> La consigne
Poursuivez la déclaration de Louis Viannet sur l'attentat du RER, en reprenant juste après sa dernière phrase.

> Extrait du texte

Déclaration de M. Louis Viannet, secrétaire général de la CGT, à Montreuil le 17 octobre 1995 publiée le 26 dans "L'Hebdo de l'actualité sociale" et interview à RTL le 24, sur le nouvel attentat dans le RER, le danger d'amalgame entre immigrés, Islam et terrorisme et de dérive des mesures de sécurité pour les libertés.

Prononcé le

Intervenant(s) : 

Circonstance : Attentat à l'explosif sur la ligne C du RER entre les stations Musée d'Orsay et Saint-Michel à Paris le 17 octobre 1995

Média : Emission L'Invité de RTL - L'Hebdo de l'actualité sociale - RTL

Texte intégral

L’Hebdo de l’actualité sociale : 26 octobre 1995

Une forte riposte populaire

Les lâches assassins viennent encore de frapper, aveuglément, avec la volonté de faire le plus grand nombre possible de victimes innocentes.

J’exprime ici à la fois mon indignation, celle de toute la CGT et notre solidarité avec les victimes.

La police, la justice ont à poursuivre évidemment leur mission, mais la gravité de la situation, la certitude maintenant établie que cette violence trouvera ses limites dans la mesure où les auteurs se sentiront vraiment isolés, condamnés, conduit à l’idée d’une expression populaire d’une autre ampleur.

Il est aujourd’hui nécessaire et urgent que toutes les formes démocratiques du pays, tous les hommes et toutes les femmes de cœur, attachés à la liberté, pour qui démocratie et sécurité vont de pair, se retrouvent dans une forte riposte populaire.

> Enregistrements fournis
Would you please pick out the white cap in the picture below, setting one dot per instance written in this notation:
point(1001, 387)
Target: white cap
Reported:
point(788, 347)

> Corrigé de l'exercice
Pour sa part, la CGT est prête à tous les contacts, les rencontres pour apporter sa pierre à la construction d’une telle riposte dans les formes à déterminer pour exiger bien sûr que tout soit fait pour retrouver, châtier les coupables mais surtout pour que le sursaut populaire indispensable porte très haut les valeurs de liberté, de démocratie et de justice.

Le droit de vivre est inséparable de la volonté de vivre dans la sécurité et de juguler la violence.


RTL : 24 octobre 1995

M. Cotta : Vous appelé les Français à se rassembler sur leurs lieux de travail aujourd’hui à midi pour condamner les actes terroristes, pourquoi ?

L. Viannet : Je pense que les citoyens, et en particulier les salariés, les syndicalistes, les démocrates, ont un rôle à jouer pour non seulement isoler les terroristes et leur faire comprendre qu’ils ne parviendront ni à nous impressionner ni, comme ils le souhaitent, à faire grandir le racisme et provoquer une fracture dans ce pays, mais aussi faire en sorte que cet appel soit porté par le plus grand nombre possible d’hommes et de femmes aujourd’hui. Le plus gros danger, je crois, serait de laisser se développer l’amalgame entre immigrés, islam, terrorisme, parce que là se trouve le fondement d’une fracture.

M. Cotta : N’est-ce pas ce qui est en train de se passer ?

L. Viannet : C’est suffisamment préoccupant pour que nous ayons pris conscience de la nécessité de faire quelque chose et je pense que contrairement à ce que j’ai pu entendre dire ici ou là, le syndicalisme a une responsabilité. Est-ce qu’on imagine ce que pourraient être les conditions sur les lieux de travail si demain les travailleurs français, les travailleurs immigrés, non seulement perdaient le sens de la solidarité et des intérêts communs qui les unissent, mais se dressaient les uns contre les autres ? Il n’y aurait plus d’action syndicale possible.

M. Cotta : Mais l’union syndicale sur un tel sujet n’a pas été facile ?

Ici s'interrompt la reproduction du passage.